Source information below:
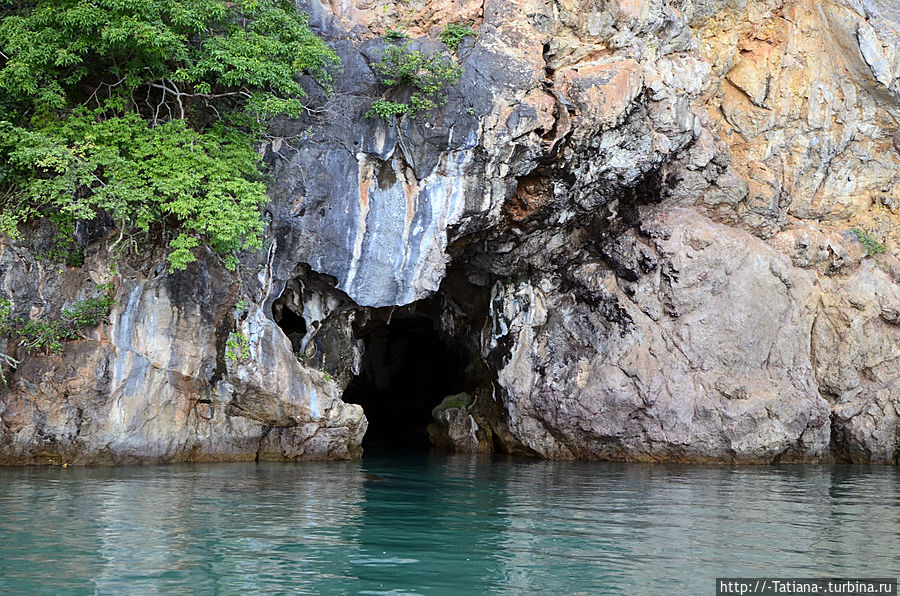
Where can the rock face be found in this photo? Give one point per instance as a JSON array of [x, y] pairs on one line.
[[650, 203]]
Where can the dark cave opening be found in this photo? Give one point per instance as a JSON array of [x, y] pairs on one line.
[[293, 325], [407, 369]]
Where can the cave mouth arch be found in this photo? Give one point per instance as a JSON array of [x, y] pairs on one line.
[[407, 369]]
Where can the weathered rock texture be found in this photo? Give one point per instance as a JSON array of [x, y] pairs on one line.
[[653, 199]]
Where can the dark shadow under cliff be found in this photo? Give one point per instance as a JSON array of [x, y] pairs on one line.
[[406, 371]]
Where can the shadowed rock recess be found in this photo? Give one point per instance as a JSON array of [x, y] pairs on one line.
[[627, 235]]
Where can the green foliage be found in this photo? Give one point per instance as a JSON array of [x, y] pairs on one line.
[[5, 359], [237, 347], [427, 76], [148, 112], [50, 335], [394, 35], [453, 34], [872, 246], [90, 312], [386, 109]]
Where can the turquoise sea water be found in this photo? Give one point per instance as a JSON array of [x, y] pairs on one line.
[[433, 524]]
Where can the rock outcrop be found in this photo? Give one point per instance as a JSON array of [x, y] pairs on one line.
[[652, 205]]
End of Source information.
Required action
The copy must match each record exactly, apart from the images, which stay out.

Exercise output
Where can the rock face be found in this photo? Give one point per instance as a JSON array of [x, y] pairs on one line.
[[650, 203]]
Where can the dark cave opening be found in this photo? Give one point per instance as a JSON array of [x, y] pairs on one line.
[[293, 325], [407, 369]]
Where can the cave mouth arch be found in this photo? Give one point per instance as a JSON array of [x, y] pairs on one line.
[[407, 369]]
Where can the weathered rock texture be found in this photo? Give one point per instance as a JSON array of [x, y] pairs on one line.
[[653, 199]]
Where can the dark shadow under cliff be found in this photo? Give one point per instance as a JSON array of [x, y] pairs on one line.
[[406, 371]]
Where can the shadowed rock recess be found in this photo? Give one point per instance as a JSON array of [x, y] pairs on one line.
[[627, 235]]
Where can the green foliage be found in this photo? Give one point per instance as a JSON array of [x, y] pairs on one line.
[[5, 359], [237, 347], [427, 76], [148, 112], [50, 335], [394, 35], [453, 34], [872, 246], [90, 312], [386, 109]]
Where can the turquoise sea water be found in this photo? Give one point per instance as a JSON array of [x, y] pairs on one line.
[[433, 524]]
Where can the rock outcrop be found in this photo? Give one point per instance as a JSON array of [x, y] pairs on one line.
[[652, 205]]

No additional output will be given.